This is the mail archive of the gcc@gcc.gnu.org mailing list for the GCC project.

Index Nav:	[Date Index] [Subject Index] [Author Index] [Thread Index]
Message Nav:	[Date Prev] [Date Next]	[Thread Prev] [Thread Next]
Other format:	[Raw text]

Re: [RFC][PATCH 0/5] arch: atomic rework

From: Linus Torvalds <torvalds at linux-foundation dot org>
To: Torvald Riegel <triegel at redhat dot com>
Cc: Alec Teal <a dot teal at warwick dot ac dot uk>, Paul McKenney <paulmck at linux dot vnet dot ibm dot com>, Will Deacon <will dot deacon at arm dot com>, Peter Zijlstra <peterz at infradead dot org>, Ramana Radhakrishnan <Ramana dot Radhakrishnan at arm dot com>, David Howells <dhowells at redhat dot com>, "linux-arch at vger dot kernel dot org" <linux-arch at vger dot kernel dot org>, "linux-kernel at vger dot kernel dot org" <linux-kernel at vger dot kernel dot org>, "akpm at linux-foundation dot org" <akpm at linux-foundation dot org>, "mingo at kernel dot org" <mingo at kernel dot org>, "gcc at gcc dot gnu dot org" <gcc at gcc dot gnu dot org>
Date: Tue, 18 Feb 2014 08:49:13 -0800
Subject: Re: [RFC][PATCH 0/5] arch: atomic rework
Authentication-results: sourceware.org; auth=none
References: <20140207180216 dot GP4250 at linux dot vnet dot ibm dot com> <1391992071 dot 18779 dot 99 dot camel at triegel dot csb> <CA+55aFwTwCPMpYTL_vCgNNP0hE8s2sgB0iw-79=xoj99V0JUNA at mail dot gmail dot com> <1392183564 dot 18779 dot 2187 dot camel at triegel dot csb> <20140212180739 dot GB4250 at linux dot vnet dot ibm dot com> <CA+55aFw3S82GYdtnV2nJCvBGcuZf6kXdF5b7Vp9yb21QKr49Jw at mail dot gmail dot com> <20140213002355 dot GI4250 at linux dot vnet dot ibm dot com> <1392321837 dot 18779 dot 3249 dot camel at triegel dot csb> <20140214020144 dot GO4250 at linux dot vnet dot ibm dot com> <1392352981 dot 18779 dot 3800 dot camel at triegel dot csb> <20140214172920 dot GQ4250 at linux dot vnet dot ibm dot com> <CA+55aFx9CbgrfK4rBVYD75y2KoWiO90dSYsAW83O-tYVLK-gkg at mail dot gmail dot com> <CA+55aFypfiTFwundih8QEA6ZwVGk=g5L4sabsN0932eih5knOQ at mail dot gmail dot com> <1392486310 dot 18779 dot 6447 dot camel at triegel dot csb> <CA+55aFwTrt_6m1inNHQkk74i7uPkHNnacwHiBgioZSXieAs5Sw at mail dot gmail dot com> <1392666947 dot 18779 dot 6838 dot camel at triegel dot csb> <CA+55aFwUnRVk6q3VZeYjWfduoHcExW=Pht6jgp=4bBSaLHNPMA at mail dot gmail dot com> <530296CD dot 5050503 at warwick dot ac dot uk> <CA+55aFyi8QWge7QR0M+ABH-kEiwvoEyMhK6GWRvN1YNKJAFuSQ at mail dot gmail dot com> <1392737465 dot 18779 dot 7644 dot camel at triegel dot csb>

On Tue, Feb 18, 2014 at 7:31 AM, Torvald Riegel <triegel@redhat.com> wrote:
> On Mon, 2014-02-17 at 16:05 -0800, Linus Torvalds wrote:
>> And exactly because I know enough, I would *really* like atomics to be
>> well-defined, and have very clear - and *local* - rules about how they
>> can be combined and optimized.

§ Required work:
a. In the mailing list message, at what date and time did Torvald Riegel write the reply that is quoted?
b. Shorten the quoted paragraph in the mailing list message that begins "And exactly because I know enough" into one brief sentence that keeps its main points.
c. Carry on the mailing list message after its final quoted line by writing the reply that follows it.

§ Data shown:
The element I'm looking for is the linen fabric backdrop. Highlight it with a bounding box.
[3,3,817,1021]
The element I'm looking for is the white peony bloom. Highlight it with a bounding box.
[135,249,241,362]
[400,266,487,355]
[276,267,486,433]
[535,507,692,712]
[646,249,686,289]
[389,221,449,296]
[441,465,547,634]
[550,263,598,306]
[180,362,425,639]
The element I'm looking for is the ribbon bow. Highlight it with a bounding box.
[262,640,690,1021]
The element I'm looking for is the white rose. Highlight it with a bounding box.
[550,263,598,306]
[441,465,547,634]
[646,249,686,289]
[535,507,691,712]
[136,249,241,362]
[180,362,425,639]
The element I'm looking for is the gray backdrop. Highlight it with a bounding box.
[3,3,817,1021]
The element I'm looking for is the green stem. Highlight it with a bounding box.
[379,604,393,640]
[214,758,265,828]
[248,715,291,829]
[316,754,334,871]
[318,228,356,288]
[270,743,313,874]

---

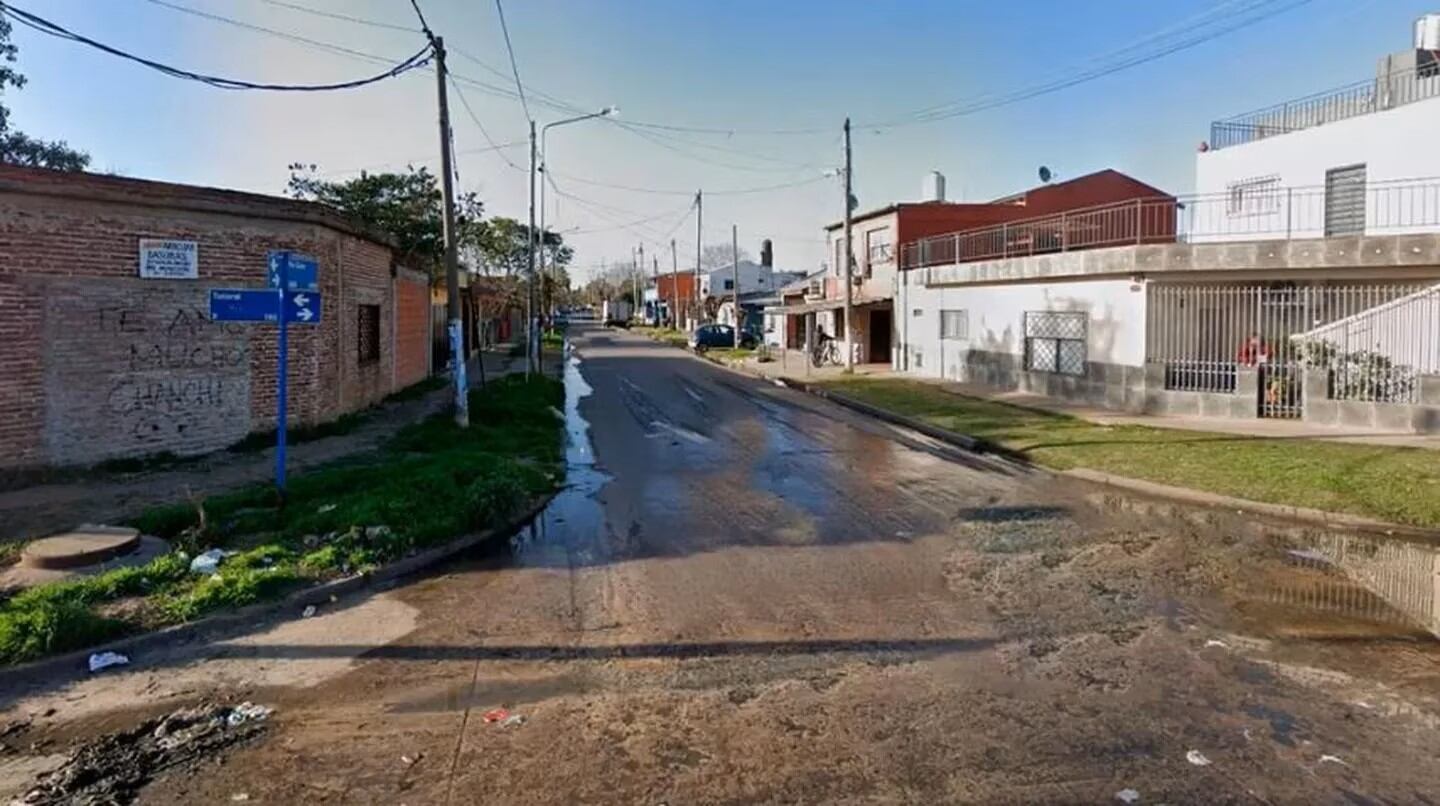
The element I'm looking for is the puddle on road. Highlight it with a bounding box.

§ Solved problems:
a. Tuesday, February 18, 2014, at 7:31 AM.

b. Because Linus Torvalds knows enough, he wants atomics to be well-defined, with clear, local rules for how they can be combined and optimized.

c.
>
> "Local"?

Yes.

So I think that one of the big advantages of atomics over volatile is
that they *can* be optimized, and as such I'm not at all against
trying to generate much better code than for volatile accesses.

But at the same time, that can go too far. For example, one of the
things we'd want to use atomics for is page table accesses, where it
is very important that we don't generate multiple accesses to the
values, because parts of the values can be change *by*hardware* (ie
accessed and dirty bits).

So imagine that you have some clever global optimizer that sees that
the program never ever actually sets the dirty bit at all in any
thread, and then uses that kind of non-local knowledge to make
optimization decisions. THAT WOULD BE BAD.

Do you see what I'm aiming for? Any optimization that tries to prove
anything from more than local state is by definition broken, because
it assumes that everything is described by the program.

But *local* optimizations are fine, as long as they follow the obvious
rule of not actually making changes that are semantically visible.

(In practice, I'd be impressed as hell for that particular example,
and we actually do end up setting the dirty bit by hand in some
situations, so the example is slightly made up, but there are other
cases that might be more realistic in that sometimes we do things that
are hidden from the compiler - in assembly etc - and the compiler
might *think* it knows what is going on, but it doesn't actually see
all accesses).

> Sorry, but the rules *are* very clear.  I *really* suggest to look at
> the formalization by Batty et al.  And in these rules, proving that a
> read will always return value X has a well-defined meaning, and you can
> use it.  That simply follows from how the model is built.

What "model"?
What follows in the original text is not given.